Translate this sentence from the manga review into Spanish: "Flash forward five years, and Kyoko is now the Equuleus Saintia, working closely with Athena."

*READING PASSAGE:*
_ _ _ _ _ _ _

Reviewby Rebecca Silverman,
Saint Seiya: Saintia Shō
Five years ago, Shoko's sister Kyoko left to attend a mysterious elite school, and she hasn't heard from her since. Shoko is beginning to suspect that there may be something more ominous going on than mere schooling, and she determines to find her sister no matter what the cost. She tries to confront the granddaughter of the school's foundation, but to no avail – and then is suddenly attacked by a dryad looking to make her the host for the goddess Eris' revival! At that moment Kyoko reappears – as a Saintia, a warrior of Athena trained to combat Eris and other evil gods. Why did she choose to become one? The answer may lie in Shoko's destiny.
Despite the dual facts that the original Saint Seiya manga ended in 1990 and that a direct sequel series (Saint Seiya: Next Dimension) has been running since 2006, Saint Seiya: Saintia Shō can also be termed a direct sequel to the original manga, given that it opens immediately after the events of the 1986-1990 series. Despite that, there's really no barrier to entry for new fans looking for a female-led, fanservice-light action fantasy. Chimaki Kuori, under original creator Masami Kurumada's guidance, does a good job explaining the franchise's premise, making it so that you can jump right in and begin enjoying Shoko's adventure with little to no prior knowledge.
As you may be aware, particularly if you live outside the US, where Saint Seiya has enjoyed much more popularity, the story is steeped in Greek mythology. The “saints” of the title are warriors sworn to the goddess Athena, who in the modern world takes the form of middle school girl Saori Kido. While most of the Saints are male (and indeed, it used to be a requirement), Saori now has her own inner guard of female saints known as the “Saintia.” Five years prior to the story starting, young Kyoko and Shoko were attacked by a dryad who tried to kidnap Shoko, saying that she was born under an evil star and was destined to become the physical vessel for Eris, the Goddess of Strife. The girls were saved by the Scorpio Saint Milo, who basically tells Kyoko that Shoko is doomed. Kyoko then seeks out the path of a Saintia in order to protect Shoko from Eris and her minions…but to do so, she has to just leave without telling her sister anything.
Flash forward five years, and Kyoko is now the Equuleus Saintia, working closely with Athena. When Eris begins trying to get her hands on Shoko again, Kyoko reappears, alongside Saori/Athena and another Saintia named Mii. Needless to say, things happen and Shoko soon finds herself having to don Kyoko's gold cloth (high level armor) as Equuleus, something Mii is emphatically not happy about – because Eris' line about Shoko being born under a bad star is unfortunately true. This is what makes the fact that she has the Equuleus cloth so important: the original protagonist of Saint Seiya is the Pegasus Saint. Astronomically speaking, Equuleus is a constellation meaning “little horse;” in Greek mythology he is the child (or brother, depending) of Pegasus. This directly lines Shoko up with Seiya, not just in terms of making it clear who the protagonists of the stories are, but also that she has the potential to be like Seiya in terms of heroism and power.

_ _ _ _ _ _ _

(Excerpts of location labeling data)

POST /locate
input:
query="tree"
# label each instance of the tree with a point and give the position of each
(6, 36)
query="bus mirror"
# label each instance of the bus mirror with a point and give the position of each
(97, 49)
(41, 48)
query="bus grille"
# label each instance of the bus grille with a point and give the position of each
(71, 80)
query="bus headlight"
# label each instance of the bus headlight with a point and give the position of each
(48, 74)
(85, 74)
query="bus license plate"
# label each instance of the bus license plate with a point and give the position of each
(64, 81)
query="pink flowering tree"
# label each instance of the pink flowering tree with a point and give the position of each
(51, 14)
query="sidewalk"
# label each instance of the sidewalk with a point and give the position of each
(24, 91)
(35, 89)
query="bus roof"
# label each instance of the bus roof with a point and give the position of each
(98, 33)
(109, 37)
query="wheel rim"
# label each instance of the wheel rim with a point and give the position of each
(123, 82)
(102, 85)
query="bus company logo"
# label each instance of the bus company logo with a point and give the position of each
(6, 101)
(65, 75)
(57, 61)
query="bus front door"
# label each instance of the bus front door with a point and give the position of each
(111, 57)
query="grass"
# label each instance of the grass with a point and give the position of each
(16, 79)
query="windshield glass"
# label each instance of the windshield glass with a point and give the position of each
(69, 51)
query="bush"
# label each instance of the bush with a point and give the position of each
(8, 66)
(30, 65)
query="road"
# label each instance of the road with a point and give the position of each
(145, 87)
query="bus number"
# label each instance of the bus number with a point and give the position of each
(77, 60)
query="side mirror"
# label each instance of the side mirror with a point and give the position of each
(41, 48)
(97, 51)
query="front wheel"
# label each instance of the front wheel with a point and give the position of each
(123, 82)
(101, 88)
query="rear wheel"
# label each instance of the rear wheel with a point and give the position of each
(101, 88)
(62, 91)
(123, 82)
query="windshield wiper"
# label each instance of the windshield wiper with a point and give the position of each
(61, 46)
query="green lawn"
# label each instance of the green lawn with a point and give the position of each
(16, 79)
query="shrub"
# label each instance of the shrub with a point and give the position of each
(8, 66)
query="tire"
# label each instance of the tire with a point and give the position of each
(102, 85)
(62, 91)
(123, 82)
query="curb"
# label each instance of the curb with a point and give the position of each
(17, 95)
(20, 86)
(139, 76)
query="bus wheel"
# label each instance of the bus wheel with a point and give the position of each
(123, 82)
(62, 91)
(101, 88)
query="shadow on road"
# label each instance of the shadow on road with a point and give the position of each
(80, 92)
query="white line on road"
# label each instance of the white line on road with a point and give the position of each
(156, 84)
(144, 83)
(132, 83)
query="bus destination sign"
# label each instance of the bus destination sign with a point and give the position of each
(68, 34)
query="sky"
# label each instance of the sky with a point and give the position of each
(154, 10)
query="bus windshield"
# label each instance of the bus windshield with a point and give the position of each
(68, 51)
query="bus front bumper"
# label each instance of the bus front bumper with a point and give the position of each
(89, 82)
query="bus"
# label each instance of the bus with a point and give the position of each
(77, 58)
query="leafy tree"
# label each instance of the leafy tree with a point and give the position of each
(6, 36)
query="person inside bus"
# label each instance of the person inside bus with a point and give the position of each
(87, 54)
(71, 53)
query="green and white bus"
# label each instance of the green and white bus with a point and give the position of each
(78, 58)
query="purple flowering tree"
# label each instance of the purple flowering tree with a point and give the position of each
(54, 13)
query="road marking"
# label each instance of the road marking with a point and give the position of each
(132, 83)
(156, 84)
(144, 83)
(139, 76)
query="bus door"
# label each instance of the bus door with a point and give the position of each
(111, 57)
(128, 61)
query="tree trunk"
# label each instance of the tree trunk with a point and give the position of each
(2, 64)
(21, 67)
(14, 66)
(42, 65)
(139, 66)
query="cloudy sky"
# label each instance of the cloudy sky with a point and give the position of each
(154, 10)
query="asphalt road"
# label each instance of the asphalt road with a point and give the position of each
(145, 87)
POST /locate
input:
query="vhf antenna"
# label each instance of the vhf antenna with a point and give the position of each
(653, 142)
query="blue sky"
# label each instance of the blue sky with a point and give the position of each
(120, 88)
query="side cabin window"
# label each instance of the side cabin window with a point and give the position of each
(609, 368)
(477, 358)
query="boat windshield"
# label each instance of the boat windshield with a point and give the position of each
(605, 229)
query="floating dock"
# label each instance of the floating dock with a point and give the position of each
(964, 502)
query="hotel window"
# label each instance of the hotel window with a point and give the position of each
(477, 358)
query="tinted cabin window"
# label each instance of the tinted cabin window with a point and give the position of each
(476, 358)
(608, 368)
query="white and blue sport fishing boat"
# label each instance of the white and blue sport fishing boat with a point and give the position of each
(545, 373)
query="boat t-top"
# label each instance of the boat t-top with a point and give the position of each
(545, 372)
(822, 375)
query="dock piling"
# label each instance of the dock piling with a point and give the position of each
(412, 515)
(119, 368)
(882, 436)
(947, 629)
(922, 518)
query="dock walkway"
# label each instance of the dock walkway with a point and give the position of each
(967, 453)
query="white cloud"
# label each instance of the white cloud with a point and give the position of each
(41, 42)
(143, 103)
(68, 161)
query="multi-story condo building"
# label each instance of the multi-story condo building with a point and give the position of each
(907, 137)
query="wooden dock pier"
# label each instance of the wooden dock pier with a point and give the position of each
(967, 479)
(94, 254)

_ _ _ _ _ _ _

*FULL OUTPUT:* Avancemos cinco años: Kyoko es ahora la Saintia de Equuleus y trabaja estrechamente con Atenea.